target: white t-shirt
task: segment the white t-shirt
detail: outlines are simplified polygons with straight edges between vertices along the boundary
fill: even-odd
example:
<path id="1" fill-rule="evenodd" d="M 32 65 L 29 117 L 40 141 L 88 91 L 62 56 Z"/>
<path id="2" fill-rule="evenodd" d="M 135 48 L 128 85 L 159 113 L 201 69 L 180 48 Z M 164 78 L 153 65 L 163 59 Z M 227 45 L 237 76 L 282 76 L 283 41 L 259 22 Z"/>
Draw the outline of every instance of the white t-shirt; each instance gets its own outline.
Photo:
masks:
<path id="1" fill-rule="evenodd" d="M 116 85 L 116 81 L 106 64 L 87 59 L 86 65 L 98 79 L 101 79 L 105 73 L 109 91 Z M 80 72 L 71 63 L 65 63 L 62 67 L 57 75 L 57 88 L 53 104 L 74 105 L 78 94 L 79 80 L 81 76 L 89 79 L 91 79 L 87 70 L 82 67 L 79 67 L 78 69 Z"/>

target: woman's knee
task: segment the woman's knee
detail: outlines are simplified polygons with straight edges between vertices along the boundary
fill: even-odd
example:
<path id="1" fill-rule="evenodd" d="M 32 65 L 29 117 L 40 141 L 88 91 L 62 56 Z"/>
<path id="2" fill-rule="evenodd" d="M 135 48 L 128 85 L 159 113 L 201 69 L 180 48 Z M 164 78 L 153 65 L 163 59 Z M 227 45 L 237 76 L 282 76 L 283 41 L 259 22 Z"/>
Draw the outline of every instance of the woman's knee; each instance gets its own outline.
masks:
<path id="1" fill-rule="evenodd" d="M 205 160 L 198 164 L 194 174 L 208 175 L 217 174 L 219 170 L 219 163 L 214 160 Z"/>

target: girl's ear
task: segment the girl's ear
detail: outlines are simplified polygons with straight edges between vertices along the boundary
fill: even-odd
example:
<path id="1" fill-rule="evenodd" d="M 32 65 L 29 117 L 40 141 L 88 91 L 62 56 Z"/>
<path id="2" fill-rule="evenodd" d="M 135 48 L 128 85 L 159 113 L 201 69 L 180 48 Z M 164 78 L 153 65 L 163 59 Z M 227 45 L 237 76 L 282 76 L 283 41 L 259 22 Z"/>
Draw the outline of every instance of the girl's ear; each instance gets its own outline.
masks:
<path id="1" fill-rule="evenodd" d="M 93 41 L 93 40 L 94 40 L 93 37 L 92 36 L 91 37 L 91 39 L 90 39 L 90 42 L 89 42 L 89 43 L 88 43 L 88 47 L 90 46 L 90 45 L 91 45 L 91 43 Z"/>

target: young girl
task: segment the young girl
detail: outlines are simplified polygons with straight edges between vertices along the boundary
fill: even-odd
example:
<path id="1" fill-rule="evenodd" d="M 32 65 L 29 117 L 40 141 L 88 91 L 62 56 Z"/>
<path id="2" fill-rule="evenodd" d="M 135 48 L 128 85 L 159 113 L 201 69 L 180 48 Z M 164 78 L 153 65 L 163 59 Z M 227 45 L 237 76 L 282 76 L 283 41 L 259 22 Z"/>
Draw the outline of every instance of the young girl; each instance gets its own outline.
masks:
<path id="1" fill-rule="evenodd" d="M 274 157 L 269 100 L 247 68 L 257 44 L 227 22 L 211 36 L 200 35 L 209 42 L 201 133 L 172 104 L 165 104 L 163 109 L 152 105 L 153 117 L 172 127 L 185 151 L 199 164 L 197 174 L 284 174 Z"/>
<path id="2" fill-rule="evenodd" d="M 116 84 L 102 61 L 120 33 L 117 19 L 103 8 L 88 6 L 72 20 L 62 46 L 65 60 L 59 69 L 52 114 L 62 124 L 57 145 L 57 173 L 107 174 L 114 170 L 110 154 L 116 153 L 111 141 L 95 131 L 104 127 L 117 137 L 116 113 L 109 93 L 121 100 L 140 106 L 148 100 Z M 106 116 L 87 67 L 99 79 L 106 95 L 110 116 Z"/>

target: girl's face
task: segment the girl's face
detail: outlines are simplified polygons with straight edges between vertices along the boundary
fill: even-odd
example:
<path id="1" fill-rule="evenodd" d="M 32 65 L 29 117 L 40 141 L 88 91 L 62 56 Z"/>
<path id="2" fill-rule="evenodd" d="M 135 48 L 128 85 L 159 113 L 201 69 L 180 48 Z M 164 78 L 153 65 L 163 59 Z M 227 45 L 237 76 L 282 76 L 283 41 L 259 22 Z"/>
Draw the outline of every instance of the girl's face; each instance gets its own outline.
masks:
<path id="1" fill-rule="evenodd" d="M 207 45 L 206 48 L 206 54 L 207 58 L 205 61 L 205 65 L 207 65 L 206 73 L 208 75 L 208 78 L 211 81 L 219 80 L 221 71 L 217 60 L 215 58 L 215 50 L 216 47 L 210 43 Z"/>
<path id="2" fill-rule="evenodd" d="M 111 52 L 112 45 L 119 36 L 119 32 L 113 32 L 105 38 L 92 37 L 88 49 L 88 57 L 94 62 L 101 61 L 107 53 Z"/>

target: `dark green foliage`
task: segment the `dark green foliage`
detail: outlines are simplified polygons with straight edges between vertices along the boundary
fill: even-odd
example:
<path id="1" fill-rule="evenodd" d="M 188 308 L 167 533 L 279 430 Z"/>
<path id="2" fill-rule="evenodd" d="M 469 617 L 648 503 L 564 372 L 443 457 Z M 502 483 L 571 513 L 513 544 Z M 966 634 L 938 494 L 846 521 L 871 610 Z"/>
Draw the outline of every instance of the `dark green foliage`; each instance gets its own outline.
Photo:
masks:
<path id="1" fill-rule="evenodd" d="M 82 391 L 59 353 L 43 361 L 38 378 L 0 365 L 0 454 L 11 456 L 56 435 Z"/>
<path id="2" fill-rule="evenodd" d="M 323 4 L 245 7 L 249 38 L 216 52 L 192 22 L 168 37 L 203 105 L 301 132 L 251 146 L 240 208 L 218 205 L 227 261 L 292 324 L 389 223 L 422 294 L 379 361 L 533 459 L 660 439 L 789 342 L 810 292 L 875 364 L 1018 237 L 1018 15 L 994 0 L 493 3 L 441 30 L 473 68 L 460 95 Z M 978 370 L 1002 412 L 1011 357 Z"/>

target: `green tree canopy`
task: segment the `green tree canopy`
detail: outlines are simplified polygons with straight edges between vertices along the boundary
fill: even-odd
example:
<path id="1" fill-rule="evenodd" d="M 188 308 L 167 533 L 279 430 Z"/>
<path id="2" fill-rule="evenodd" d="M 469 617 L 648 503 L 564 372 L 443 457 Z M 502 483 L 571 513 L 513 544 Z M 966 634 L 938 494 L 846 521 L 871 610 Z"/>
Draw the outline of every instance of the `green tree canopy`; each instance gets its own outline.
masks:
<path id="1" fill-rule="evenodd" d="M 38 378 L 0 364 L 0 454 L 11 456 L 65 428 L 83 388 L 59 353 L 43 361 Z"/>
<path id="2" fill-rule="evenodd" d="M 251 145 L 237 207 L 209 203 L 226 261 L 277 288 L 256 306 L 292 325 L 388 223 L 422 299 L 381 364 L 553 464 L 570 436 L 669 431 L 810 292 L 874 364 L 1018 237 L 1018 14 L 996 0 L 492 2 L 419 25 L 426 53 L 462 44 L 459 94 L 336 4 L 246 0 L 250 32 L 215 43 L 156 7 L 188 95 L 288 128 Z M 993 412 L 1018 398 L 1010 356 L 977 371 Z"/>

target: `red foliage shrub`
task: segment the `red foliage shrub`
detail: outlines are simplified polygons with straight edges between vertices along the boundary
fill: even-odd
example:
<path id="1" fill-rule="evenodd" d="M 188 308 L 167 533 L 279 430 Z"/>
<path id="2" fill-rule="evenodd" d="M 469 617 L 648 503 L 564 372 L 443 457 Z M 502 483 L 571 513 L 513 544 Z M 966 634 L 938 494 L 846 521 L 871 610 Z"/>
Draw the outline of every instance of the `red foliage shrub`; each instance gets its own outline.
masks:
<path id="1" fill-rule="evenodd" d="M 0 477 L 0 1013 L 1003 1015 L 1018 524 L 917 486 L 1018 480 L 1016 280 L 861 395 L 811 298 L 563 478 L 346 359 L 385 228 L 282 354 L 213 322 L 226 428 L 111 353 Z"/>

-- -- --

What this task involves: Render the material as a numbered list, starting at the line that contains "target: girl's ear" and ending at the line that contains "116 84 L 102", with both of those lines included. Leave out blank lines.

Task solution:
1. target: girl's ear
2. task: segment the girl's ear
3. detail: outlines are simplified polygons with straight edges between vertices along the boundary
4. fill: even-odd
5. example:
6. <path id="1" fill-rule="evenodd" d="M 32 65 L 29 117 L 40 141 L 88 91 L 62 56 Z"/>
7. <path id="2" fill-rule="evenodd" d="M 135 48 L 128 85 L 159 113 L 201 69 L 180 48 Z M 164 78 L 153 65 L 163 59 Z M 227 45 L 237 76 L 282 76 L 283 41 L 259 22 Z"/>
8. Draw the outline of every instance of the girl's ear; each instance gets its own outline.
9. masks:
10. <path id="1" fill-rule="evenodd" d="M 93 41 L 93 40 L 94 40 L 93 37 L 92 36 L 91 37 L 91 39 L 90 39 L 90 42 L 89 42 L 89 43 L 88 43 L 88 47 L 90 46 L 90 45 L 91 45 L 91 43 Z"/>
11. target: young girl
12. task: segment the young girl
13. detail: outlines are simplified polygons with straight edges between vertices along the boundary
14. fill: even-odd
15. example:
16. <path id="1" fill-rule="evenodd" d="M 32 65 L 29 117 L 40 141 L 88 91 L 62 56 Z"/>
17. <path id="2" fill-rule="evenodd" d="M 135 48 L 128 85 L 159 113 L 201 69 L 180 48 Z M 164 78 L 153 65 L 163 59 Z M 227 45 L 237 76 L 282 76 L 283 41 L 259 22 Z"/>
18. Draw the outline of every instance of the young girl; each instance gets its own outline.
19. masks:
20. <path id="1" fill-rule="evenodd" d="M 274 157 L 269 100 L 247 68 L 257 44 L 227 22 L 211 36 L 200 35 L 209 42 L 201 133 L 172 104 L 165 104 L 163 109 L 152 105 L 153 117 L 172 127 L 185 151 L 199 164 L 197 174 L 284 174 Z"/>
21. <path id="2" fill-rule="evenodd" d="M 116 84 L 102 61 L 120 33 L 117 19 L 103 8 L 88 6 L 72 20 L 62 46 L 65 60 L 59 69 L 52 114 L 62 124 L 57 145 L 57 173 L 107 174 L 114 170 L 110 154 L 116 153 L 111 141 L 95 131 L 104 127 L 117 137 L 116 113 L 109 93 L 121 100 L 140 106 L 148 100 Z M 106 116 L 87 67 L 99 79 L 106 95 L 110 116 Z"/>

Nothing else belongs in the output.